> **Work task**
Would you copy all lines in the data that contain the word "band"?

___ Records for this task ___

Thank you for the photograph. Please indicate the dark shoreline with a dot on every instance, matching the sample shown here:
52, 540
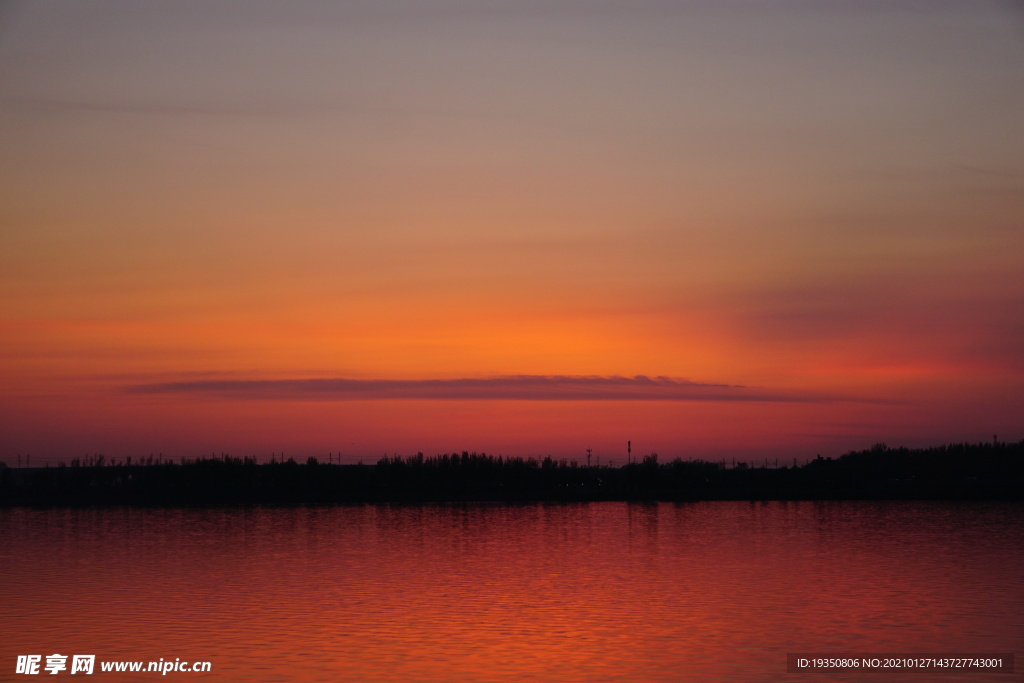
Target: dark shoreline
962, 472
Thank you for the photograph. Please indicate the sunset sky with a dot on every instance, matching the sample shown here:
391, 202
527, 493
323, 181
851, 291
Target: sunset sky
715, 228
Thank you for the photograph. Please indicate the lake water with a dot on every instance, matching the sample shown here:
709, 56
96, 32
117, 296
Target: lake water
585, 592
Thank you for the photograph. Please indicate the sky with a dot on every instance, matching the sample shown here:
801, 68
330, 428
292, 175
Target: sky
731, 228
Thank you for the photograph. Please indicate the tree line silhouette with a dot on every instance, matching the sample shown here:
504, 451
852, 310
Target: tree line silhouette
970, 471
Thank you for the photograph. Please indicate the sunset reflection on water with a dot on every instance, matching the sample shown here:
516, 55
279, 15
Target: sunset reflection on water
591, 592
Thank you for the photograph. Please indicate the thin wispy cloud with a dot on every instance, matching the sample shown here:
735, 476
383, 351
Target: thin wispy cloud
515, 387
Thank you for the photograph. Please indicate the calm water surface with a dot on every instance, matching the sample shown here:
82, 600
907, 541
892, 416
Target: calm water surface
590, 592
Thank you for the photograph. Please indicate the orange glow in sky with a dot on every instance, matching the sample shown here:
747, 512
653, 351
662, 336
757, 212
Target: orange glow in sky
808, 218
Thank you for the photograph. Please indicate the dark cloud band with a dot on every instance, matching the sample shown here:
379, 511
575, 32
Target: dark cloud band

___

> **Your solution**
Thank you for the photograph. Please indicate the dark cloud band with a dot on every instance, matching the sample shown here:
Target: dark cloud band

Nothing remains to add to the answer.